*Data for this task*.
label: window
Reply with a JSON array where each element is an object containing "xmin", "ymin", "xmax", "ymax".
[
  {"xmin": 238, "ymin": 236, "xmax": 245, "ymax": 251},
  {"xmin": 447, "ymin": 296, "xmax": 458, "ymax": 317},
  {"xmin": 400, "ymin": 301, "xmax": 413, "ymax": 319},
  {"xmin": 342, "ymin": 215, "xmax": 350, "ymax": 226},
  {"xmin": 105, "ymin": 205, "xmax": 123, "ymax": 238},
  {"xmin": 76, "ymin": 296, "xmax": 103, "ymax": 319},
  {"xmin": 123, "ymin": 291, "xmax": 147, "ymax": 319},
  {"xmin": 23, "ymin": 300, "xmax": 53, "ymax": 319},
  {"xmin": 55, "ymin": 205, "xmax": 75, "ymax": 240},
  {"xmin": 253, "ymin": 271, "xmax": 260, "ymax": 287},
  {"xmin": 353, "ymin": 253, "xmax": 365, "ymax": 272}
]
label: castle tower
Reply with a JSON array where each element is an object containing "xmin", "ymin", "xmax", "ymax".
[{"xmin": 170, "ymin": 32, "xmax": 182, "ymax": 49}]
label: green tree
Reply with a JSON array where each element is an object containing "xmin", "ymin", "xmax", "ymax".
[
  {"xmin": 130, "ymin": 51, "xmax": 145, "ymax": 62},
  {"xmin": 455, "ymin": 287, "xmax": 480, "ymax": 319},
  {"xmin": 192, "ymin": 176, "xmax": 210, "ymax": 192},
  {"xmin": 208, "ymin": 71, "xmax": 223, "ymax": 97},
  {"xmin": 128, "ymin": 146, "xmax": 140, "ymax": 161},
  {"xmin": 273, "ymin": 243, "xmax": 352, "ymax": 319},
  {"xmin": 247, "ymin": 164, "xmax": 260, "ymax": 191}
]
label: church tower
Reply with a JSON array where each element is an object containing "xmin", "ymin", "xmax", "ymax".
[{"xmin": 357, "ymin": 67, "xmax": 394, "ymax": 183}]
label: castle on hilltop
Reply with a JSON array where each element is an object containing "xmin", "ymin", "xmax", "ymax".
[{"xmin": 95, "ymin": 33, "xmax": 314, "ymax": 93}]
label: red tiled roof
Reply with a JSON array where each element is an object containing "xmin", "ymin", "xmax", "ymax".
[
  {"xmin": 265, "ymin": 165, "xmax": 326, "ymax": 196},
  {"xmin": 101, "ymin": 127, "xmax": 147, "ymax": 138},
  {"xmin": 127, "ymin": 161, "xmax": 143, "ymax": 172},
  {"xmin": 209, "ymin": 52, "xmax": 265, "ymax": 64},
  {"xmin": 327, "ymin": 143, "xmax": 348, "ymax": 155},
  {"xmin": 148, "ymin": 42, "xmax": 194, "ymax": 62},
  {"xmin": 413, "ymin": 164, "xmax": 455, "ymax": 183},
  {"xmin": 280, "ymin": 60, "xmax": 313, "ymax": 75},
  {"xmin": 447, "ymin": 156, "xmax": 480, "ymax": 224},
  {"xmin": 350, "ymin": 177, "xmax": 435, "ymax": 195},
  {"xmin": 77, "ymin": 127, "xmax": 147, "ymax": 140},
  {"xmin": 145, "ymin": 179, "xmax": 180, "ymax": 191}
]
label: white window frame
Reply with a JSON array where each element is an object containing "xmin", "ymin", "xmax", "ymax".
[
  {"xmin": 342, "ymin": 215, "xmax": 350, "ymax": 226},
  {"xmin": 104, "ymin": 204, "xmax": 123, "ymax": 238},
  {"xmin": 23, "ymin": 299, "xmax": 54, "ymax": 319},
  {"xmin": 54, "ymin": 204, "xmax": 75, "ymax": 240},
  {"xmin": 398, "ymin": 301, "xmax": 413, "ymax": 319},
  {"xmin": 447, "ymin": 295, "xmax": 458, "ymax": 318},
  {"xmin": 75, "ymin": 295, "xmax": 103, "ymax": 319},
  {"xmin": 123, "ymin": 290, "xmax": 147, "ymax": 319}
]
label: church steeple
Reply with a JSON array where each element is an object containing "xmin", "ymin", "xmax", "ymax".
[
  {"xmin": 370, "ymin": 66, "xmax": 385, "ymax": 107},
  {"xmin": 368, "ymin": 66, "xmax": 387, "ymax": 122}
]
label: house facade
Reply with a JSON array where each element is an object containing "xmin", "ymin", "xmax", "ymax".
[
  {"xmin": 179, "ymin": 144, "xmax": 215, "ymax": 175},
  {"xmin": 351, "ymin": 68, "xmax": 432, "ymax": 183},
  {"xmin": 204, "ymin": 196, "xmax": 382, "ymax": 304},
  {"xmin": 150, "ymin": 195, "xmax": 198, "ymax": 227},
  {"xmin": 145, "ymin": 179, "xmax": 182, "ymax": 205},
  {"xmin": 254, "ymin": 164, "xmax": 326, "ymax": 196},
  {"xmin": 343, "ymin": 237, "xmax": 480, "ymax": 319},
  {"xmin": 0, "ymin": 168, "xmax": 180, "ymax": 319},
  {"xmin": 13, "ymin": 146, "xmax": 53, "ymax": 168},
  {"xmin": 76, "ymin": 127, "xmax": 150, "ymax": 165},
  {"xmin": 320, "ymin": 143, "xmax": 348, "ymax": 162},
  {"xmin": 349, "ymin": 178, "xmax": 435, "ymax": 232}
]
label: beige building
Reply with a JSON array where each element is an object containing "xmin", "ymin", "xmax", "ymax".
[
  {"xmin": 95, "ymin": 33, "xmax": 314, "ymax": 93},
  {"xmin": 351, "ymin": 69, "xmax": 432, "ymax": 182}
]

*What to work on*. Work out how many lines of the listing contain the string "church", with case counting, and give only that number.

*Correct response*. 2